### Information provided
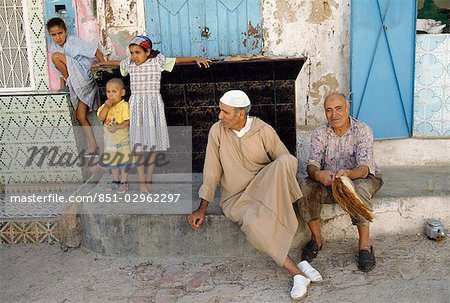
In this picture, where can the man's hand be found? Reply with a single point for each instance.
(196, 219)
(325, 177)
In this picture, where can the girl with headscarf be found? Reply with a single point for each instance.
(148, 127)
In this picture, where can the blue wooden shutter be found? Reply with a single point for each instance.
(382, 65)
(206, 28)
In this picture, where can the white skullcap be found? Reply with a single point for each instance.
(235, 98)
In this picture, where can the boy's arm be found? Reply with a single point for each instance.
(109, 63)
(200, 62)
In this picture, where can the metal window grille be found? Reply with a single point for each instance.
(15, 51)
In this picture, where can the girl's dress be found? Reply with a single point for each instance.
(117, 144)
(80, 56)
(148, 127)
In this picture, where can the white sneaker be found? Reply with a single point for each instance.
(299, 289)
(310, 271)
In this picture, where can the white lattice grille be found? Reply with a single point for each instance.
(15, 70)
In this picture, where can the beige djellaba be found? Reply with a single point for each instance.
(258, 185)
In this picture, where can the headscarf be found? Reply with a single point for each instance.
(145, 43)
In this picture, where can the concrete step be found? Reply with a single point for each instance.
(402, 206)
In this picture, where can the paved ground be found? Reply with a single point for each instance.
(410, 269)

### Task details
Rewrite the records above as a two-column CSV with the header row instruction,coordinates, one row per record, holding its text and its answer. Put each value in a single quoted field, turn line breaks into spaces, and leave the pictures out.

### Answer to this problem
instruction,coordinates
"In this picture, where can the man's hand be found? Reply with a single point for each instance.","(196, 219) (325, 177)"
"In this picture, where can the girl with headscarf be found? Reply with a single point for each instance.","(148, 127)"
"In this picture, where can the blue wooden shutter be found? Reply with a single point for each instance.","(382, 65) (206, 28)"
"In this picture, where can the white skullcap be found? Reply with a single point for each instance.","(235, 98)"
"In this picture, where can the boy's arm be found? Reply with a single point for each instance.","(109, 63) (200, 62)"
"In this picture, where can the metal window grille be found? Reply with a single point for each instance.","(15, 51)"
"In this picture, where can the girl's dress be found? Reply with a single point for each instance.","(117, 144) (80, 56) (148, 127)"
"In this picture, where can the white sneaker be found? Reply with a single point for each instance.","(299, 289) (310, 271)"
"In this picture, where can the white lattice grille be found? Reply with a single point for each instance.","(15, 70)"
"In this picture, where can the beige djellaba be found? Reply with a single point for each instance.","(258, 185)"
"In this picture, where can the headscarf be found? Reply with a single point for each instance.","(145, 43)"
"In this picture, where can the concrete step be found? Reply with a single point for each instance.","(402, 206)"
"In this picture, where can the paved ground be found? Reply with a single point for each instance.","(410, 269)"